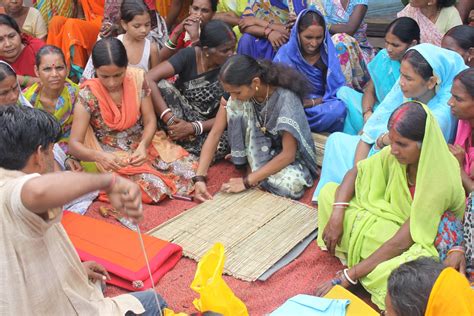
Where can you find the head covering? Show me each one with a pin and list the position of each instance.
(451, 295)
(446, 65)
(21, 98)
(290, 54)
(381, 189)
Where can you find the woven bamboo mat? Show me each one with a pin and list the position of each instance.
(256, 228)
(319, 143)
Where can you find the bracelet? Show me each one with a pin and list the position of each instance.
(164, 113)
(346, 275)
(247, 185)
(25, 81)
(456, 249)
(112, 182)
(196, 179)
(171, 120)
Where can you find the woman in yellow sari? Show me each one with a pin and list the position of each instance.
(115, 128)
(56, 94)
(388, 208)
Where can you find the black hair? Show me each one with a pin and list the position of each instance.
(109, 51)
(406, 29)
(240, 70)
(419, 63)
(310, 18)
(131, 8)
(463, 35)
(409, 286)
(445, 3)
(215, 33)
(47, 50)
(23, 130)
(409, 120)
(467, 79)
(6, 71)
(9, 21)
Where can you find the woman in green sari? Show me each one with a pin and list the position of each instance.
(388, 208)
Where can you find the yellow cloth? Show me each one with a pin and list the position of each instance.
(382, 203)
(451, 295)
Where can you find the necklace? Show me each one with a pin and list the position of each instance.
(260, 125)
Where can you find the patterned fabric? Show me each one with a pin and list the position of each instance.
(197, 100)
(63, 110)
(283, 112)
(329, 115)
(179, 171)
(351, 58)
(50, 8)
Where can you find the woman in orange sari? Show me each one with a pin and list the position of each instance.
(76, 37)
(115, 127)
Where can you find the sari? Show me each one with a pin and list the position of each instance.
(24, 65)
(450, 295)
(383, 203)
(354, 52)
(250, 145)
(77, 37)
(340, 148)
(329, 115)
(384, 73)
(194, 99)
(433, 32)
(118, 130)
(267, 10)
(63, 111)
(52, 8)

> [WHAT YOU WILL DO] Render every line from the one containing "Where can you find the woman in green" through the end of the items, both ends inclusive, as a Markdown table with columns Row and Text. Skip blank lines and number the rows in order.

> [ANSWER IN FULL]
| Row | Text |
|---|---|
| 1 | Where can you find the woman in green sari? Show me each one with a pin and list the position of each instance. |
| 2 | (388, 208) |
| 3 | Where can you find the yellow cloth? Show me each one with a pin and list the position of each instance. |
| 4 | (382, 203) |
| 5 | (451, 295) |
| 6 | Where can you find the necklace? Show me each one with a pin and list the position of each instance. |
| 7 | (260, 125) |
| 8 | Where can you find the patterned fabric? Show me each one with a pin and list the position of each instance. |
| 9 | (197, 100) |
| 10 | (63, 110) |
| 11 | (283, 112) |
| 12 | (329, 115) |
| 13 | (179, 171) |
| 14 | (351, 58) |
| 15 | (50, 8) |
| 16 | Where can you find the woman in orange sari? Show me each one with a pin and list the position of each instance. |
| 17 | (76, 37) |
| 18 | (115, 127) |
| 19 | Where can you find the sari? Show me each one with a pin and list the position of each instance. |
| 20 | (24, 65) |
| 21 | (450, 295) |
| 22 | (383, 203) |
| 23 | (354, 52) |
| 24 | (250, 145) |
| 25 | (77, 37) |
| 26 | (340, 148) |
| 27 | (329, 115) |
| 28 | (384, 73) |
| 29 | (194, 99) |
| 30 | (433, 32) |
| 31 | (118, 130) |
| 32 | (267, 10) |
| 33 | (63, 111) |
| 34 | (52, 8) |